***** Document section *****

Poetry Month Spotlight: C. Kubasta
Poetry Month Spotlight
C. KubastaPoet’s Introduction
I received the email from Unsolicited Press, an offer to publish my book Under the Tented Skin, about a week after I moved out of my then-house, and began upending my then-life. Maybe it was an omen, an augur. In the last two and half years, I’ve quit my tenured teaching job, left my relationship of more than twenty years, and moved to a town several hours away where I knew no one. A poet friend I had over for dinner told me I was living the “middle-aged lady’s dream.”

***** Data for this exercise *****

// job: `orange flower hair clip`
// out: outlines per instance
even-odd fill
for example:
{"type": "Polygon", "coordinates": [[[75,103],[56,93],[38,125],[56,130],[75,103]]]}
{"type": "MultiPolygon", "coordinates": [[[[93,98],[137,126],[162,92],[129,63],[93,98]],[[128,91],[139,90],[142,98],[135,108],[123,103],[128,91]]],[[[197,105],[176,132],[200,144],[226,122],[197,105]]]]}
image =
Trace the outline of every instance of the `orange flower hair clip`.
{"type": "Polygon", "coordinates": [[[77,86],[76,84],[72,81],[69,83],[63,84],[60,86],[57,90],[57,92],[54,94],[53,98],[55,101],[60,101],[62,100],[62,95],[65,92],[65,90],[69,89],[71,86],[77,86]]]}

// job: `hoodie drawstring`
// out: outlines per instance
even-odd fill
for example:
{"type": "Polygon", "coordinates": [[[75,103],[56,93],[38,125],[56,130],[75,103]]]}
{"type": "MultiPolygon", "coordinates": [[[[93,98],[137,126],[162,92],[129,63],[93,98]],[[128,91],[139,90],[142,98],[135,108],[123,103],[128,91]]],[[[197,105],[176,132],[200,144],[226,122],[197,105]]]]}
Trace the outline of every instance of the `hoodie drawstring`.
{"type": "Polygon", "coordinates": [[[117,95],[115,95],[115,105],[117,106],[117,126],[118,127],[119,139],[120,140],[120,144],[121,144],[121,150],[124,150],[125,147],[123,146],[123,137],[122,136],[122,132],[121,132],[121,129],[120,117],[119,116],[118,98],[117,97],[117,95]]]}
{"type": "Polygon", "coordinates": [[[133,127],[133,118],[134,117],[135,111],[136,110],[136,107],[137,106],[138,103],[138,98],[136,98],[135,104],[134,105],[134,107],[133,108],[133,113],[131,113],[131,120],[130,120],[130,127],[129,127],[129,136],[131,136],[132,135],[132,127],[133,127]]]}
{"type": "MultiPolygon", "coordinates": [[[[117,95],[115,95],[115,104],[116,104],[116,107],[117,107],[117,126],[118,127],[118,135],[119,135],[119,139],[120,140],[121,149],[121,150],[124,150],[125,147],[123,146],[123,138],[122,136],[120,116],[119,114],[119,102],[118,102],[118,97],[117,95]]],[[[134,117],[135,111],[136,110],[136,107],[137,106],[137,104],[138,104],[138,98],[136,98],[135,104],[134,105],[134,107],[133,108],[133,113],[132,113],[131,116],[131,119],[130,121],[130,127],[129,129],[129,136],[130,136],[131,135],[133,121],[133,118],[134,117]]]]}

*****

• Work to do
1) Tally the lines in the rows that contain the string "hoodie", treating case as significant, and give only the number.
2) Continue the poet's introduction from the point where it stops.
The poet's introduction and the rows are separate material with no connection to each other.

• Exercise answers
1) 2

2)
My dream looks like a small house where I go to bed by myself, where I cook by myself and for myself, where the walls and shelves are littered with art and oddities I’ve collected or been gifted: antique lace and calcified worms, dried seedpods, the fragile ribcage of a bird that died in an attic fan, a taxidermied hummingbird preserved in salt, a mosaic chicken, and so much art from the artists I work with every day in my new job as the executive director at Shake Rag Alley Center for the Arts in Mineral Point. Shortly after I arrived I read bell hooks’s All About Love: New Visions and one part (of many!) that stuck with me was the idea of moving away from notions of love as a romantic dyad. Rather, build a community of love with people you care about and who care about you. Love is process and practice, ongoing action rather than words.
In the wake of November’s election, as we reel from executive order to executive order, as we try to balance engagement with needing space from the news, I’m trying to hold on to the idea of a community of love and how we can support each other. Maybe one way to do that—as poets—is to tell the truth. Maybe one way to do that—as people—is to tell the truth, including the hard work of telling the truth to ourselves. Although a number of the poems in my new book were written years ago, I think maybe they were the beginning of a reckoning with myself: things I’d resisted saying for a long long time.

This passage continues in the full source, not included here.